Exercise objective |
Reproduce each of the following items word for word, leaving every character unchanged.

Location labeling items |
····················

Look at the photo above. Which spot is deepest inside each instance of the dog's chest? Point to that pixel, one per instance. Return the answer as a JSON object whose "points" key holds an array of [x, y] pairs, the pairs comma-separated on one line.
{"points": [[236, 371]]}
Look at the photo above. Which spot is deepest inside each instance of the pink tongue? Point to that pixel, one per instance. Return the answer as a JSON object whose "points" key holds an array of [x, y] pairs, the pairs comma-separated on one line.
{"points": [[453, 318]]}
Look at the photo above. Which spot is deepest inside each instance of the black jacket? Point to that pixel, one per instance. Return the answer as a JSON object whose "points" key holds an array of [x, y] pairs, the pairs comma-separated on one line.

····················

Result for this exercise |
Look at the photo above. Which spot is deepest inside each instance of the dog's chest? Point to that pixel, one per instance. Return the answer as a JSON object whose "points" key holds an array of [x, y] pairs, the pairs comma-separated on one line.
{"points": [[236, 371]]}
Look at the photo above. Which spot is deepest inside each instance of the pink tongue? Point to that pixel, one per instance. Return the answer as a JSON object whose "points" key holds an array of [x, y] pairs, the pairs comma-separated on one line.
{"points": [[453, 318]]}
Look at the photo above. Which spot is deepest inside each instance of the black jacket? Point to that pixel, one per instance. Return the answer as a JSON object whose "points" key holds an array of [x, y] pairs, the pairs comma-separated on one line.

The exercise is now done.